● **Goal**
How many lines in the listing below contain the string "field", with case counting? Reply with the number alone.

## begin

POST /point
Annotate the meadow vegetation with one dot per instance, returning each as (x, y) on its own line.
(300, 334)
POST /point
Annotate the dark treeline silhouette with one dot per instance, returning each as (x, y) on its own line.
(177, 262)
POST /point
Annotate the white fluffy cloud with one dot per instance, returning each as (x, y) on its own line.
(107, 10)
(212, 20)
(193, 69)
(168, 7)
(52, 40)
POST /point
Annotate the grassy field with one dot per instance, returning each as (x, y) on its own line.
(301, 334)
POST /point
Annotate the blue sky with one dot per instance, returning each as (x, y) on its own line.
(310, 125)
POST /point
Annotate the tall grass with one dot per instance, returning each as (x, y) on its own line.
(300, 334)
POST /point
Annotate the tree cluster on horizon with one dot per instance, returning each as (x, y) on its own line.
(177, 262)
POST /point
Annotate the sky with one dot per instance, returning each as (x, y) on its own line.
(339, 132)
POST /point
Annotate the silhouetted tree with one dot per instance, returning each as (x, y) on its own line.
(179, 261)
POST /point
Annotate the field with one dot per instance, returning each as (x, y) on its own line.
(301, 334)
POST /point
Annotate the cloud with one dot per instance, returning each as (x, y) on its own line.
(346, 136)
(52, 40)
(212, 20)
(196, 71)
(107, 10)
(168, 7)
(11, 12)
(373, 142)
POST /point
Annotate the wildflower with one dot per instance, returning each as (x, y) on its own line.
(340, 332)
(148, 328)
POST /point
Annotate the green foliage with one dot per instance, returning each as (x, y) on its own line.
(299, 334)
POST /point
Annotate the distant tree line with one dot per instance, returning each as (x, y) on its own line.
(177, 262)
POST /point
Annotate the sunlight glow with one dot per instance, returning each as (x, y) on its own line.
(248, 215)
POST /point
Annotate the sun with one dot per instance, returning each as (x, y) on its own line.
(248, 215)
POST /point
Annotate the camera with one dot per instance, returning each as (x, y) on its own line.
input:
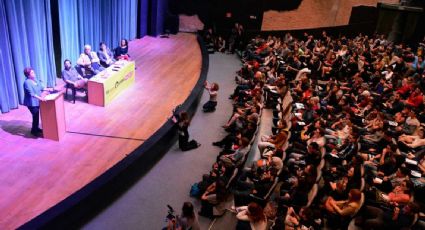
(171, 214)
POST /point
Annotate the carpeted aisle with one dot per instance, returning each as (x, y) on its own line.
(143, 206)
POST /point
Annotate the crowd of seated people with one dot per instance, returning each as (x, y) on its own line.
(225, 44)
(347, 144)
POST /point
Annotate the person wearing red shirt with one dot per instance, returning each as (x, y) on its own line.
(416, 98)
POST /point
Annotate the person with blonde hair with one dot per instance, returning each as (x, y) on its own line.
(212, 89)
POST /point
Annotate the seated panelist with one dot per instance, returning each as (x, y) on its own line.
(89, 61)
(72, 77)
(105, 55)
(121, 52)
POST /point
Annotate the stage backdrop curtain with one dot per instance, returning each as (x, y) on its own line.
(152, 17)
(93, 21)
(26, 40)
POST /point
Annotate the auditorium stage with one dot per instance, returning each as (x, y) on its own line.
(36, 174)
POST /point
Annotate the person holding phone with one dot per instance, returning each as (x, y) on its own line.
(34, 92)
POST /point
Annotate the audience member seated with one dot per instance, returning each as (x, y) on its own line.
(351, 122)
(251, 215)
(341, 211)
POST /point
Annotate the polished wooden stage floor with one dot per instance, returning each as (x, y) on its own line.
(36, 174)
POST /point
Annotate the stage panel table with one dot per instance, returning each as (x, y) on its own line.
(106, 85)
(53, 116)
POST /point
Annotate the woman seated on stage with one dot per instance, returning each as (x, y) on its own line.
(90, 61)
(105, 55)
(121, 52)
(71, 76)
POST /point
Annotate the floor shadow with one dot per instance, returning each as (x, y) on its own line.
(79, 97)
(17, 128)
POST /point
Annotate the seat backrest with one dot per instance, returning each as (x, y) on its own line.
(312, 194)
(362, 199)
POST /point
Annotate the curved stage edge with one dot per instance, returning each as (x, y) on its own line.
(84, 204)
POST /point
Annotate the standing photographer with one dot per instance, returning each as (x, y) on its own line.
(188, 219)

## end

● **Finished answer**
2